● WHAT TO DO:
Print the records below verbatim, starting at the line that contains "Spot the mossy" and ending at the line that contains "x=289, y=293", both included.

● PROVIDED DATA:
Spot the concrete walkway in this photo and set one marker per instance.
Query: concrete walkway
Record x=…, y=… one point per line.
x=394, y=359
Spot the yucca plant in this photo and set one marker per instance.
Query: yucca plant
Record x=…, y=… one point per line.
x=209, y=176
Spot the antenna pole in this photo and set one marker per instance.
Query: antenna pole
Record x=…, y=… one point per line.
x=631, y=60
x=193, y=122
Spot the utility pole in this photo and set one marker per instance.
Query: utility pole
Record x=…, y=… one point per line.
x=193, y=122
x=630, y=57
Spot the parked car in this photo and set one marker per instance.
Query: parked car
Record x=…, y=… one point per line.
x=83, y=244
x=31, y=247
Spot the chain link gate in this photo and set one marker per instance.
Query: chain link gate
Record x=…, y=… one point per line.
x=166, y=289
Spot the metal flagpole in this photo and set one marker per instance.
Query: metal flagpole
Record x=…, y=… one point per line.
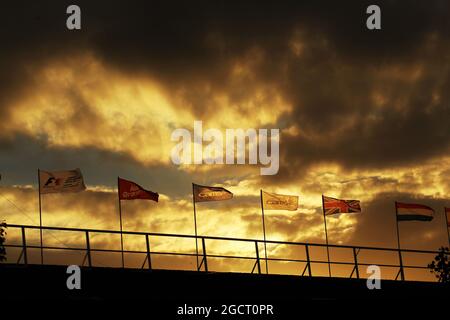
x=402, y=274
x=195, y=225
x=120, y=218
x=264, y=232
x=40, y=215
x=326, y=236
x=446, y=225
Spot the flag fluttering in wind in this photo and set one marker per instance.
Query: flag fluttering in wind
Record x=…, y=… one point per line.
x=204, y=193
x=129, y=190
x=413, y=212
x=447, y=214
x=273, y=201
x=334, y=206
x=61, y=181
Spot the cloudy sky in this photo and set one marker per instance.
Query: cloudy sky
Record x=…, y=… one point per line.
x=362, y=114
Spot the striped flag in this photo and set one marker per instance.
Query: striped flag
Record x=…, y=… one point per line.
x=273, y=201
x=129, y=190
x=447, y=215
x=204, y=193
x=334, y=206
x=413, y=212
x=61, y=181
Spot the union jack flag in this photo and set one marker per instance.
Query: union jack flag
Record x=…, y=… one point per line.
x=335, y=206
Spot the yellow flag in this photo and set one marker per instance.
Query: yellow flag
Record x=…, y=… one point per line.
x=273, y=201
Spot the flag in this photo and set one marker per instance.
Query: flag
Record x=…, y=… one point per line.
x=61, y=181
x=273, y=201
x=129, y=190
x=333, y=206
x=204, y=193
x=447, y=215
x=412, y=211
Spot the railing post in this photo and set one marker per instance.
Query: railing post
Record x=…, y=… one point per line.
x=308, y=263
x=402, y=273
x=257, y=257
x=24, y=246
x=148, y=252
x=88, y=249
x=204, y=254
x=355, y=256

==

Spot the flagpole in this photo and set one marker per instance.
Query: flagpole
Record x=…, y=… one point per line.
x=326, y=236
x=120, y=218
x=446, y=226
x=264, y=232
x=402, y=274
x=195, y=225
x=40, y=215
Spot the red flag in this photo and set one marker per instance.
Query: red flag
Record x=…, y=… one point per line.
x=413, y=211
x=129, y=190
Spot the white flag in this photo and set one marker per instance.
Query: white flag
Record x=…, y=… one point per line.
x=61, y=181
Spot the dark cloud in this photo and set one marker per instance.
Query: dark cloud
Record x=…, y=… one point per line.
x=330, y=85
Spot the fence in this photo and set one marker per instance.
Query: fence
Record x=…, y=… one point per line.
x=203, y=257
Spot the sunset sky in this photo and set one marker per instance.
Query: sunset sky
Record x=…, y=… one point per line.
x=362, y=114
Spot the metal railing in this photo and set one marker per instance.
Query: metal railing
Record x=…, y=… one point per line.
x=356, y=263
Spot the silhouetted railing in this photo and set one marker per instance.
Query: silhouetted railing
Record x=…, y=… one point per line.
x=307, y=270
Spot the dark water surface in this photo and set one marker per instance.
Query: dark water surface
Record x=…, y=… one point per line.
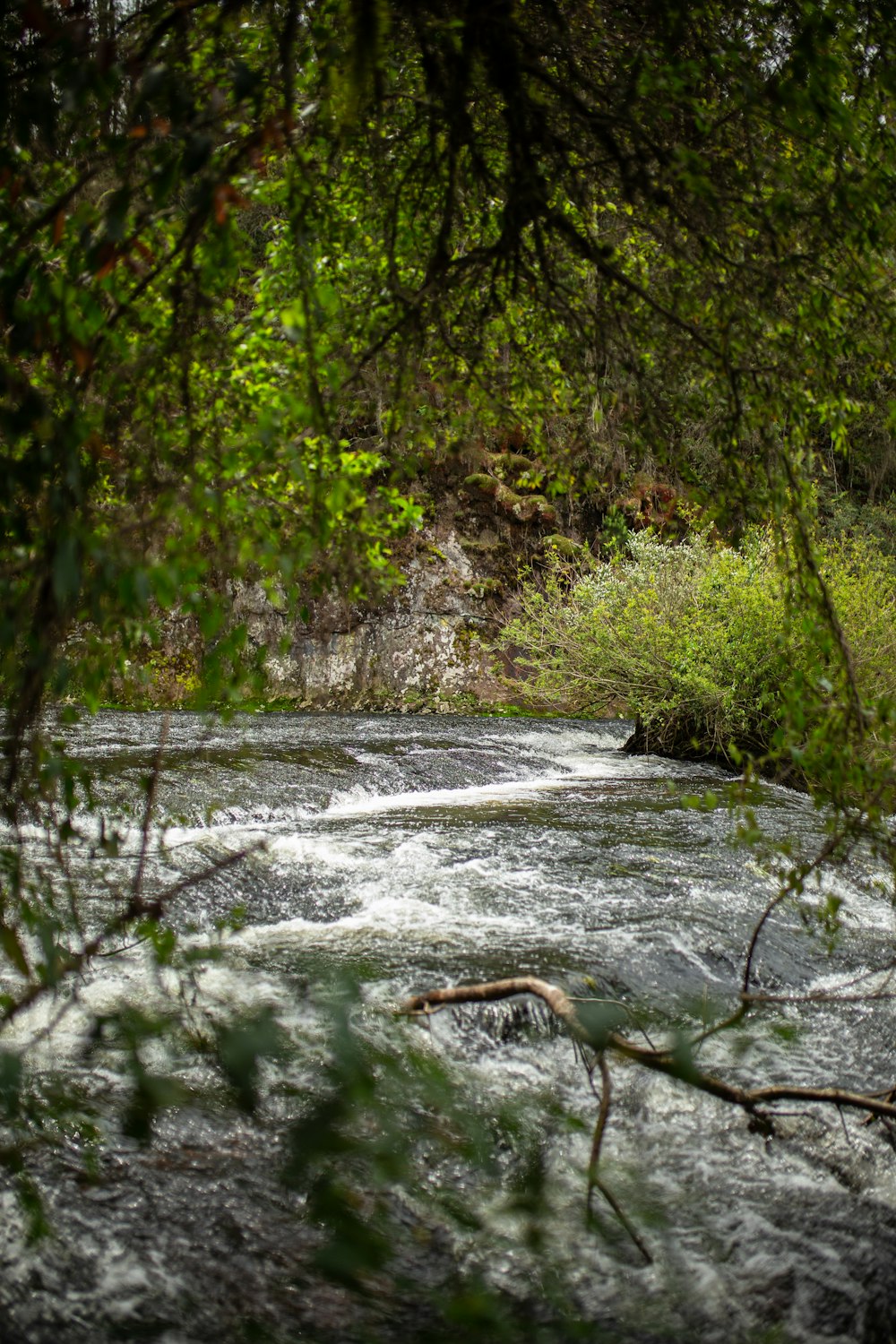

==

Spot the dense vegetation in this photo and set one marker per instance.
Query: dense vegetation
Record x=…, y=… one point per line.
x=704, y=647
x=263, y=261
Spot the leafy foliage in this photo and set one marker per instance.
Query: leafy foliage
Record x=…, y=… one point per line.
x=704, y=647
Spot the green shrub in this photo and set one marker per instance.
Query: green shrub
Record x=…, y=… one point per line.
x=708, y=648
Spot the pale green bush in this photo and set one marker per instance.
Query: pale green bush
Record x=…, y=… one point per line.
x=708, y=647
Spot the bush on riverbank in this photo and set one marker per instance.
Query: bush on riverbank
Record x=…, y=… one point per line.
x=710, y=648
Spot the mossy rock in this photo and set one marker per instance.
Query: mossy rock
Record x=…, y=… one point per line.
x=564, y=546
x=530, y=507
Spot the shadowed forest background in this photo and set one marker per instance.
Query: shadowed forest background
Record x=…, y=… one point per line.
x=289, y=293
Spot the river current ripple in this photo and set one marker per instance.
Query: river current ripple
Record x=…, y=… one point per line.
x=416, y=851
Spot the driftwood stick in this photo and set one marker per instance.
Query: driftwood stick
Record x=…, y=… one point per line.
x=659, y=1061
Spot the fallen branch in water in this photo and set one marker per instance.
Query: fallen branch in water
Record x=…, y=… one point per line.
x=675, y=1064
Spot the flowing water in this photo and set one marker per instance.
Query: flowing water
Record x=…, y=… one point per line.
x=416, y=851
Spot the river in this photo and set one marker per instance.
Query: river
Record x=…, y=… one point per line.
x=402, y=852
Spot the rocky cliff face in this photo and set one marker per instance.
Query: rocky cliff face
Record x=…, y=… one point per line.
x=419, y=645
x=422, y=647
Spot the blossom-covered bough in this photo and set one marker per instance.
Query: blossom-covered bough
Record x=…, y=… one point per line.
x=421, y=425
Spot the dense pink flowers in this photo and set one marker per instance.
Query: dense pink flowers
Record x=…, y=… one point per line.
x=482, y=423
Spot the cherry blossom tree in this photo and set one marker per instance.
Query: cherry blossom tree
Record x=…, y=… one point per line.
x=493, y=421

● THE OUTPUT:
Spot the mossy rock in this photo and set one marker per instance.
Query: mossy rock
Record x=…, y=… one point per line.
x=564, y=546
x=530, y=507
Spot the shadowed forest background in this photo and set one marker per instance.
Query: shadowed forest background
Record x=…, y=… one point per line.
x=289, y=293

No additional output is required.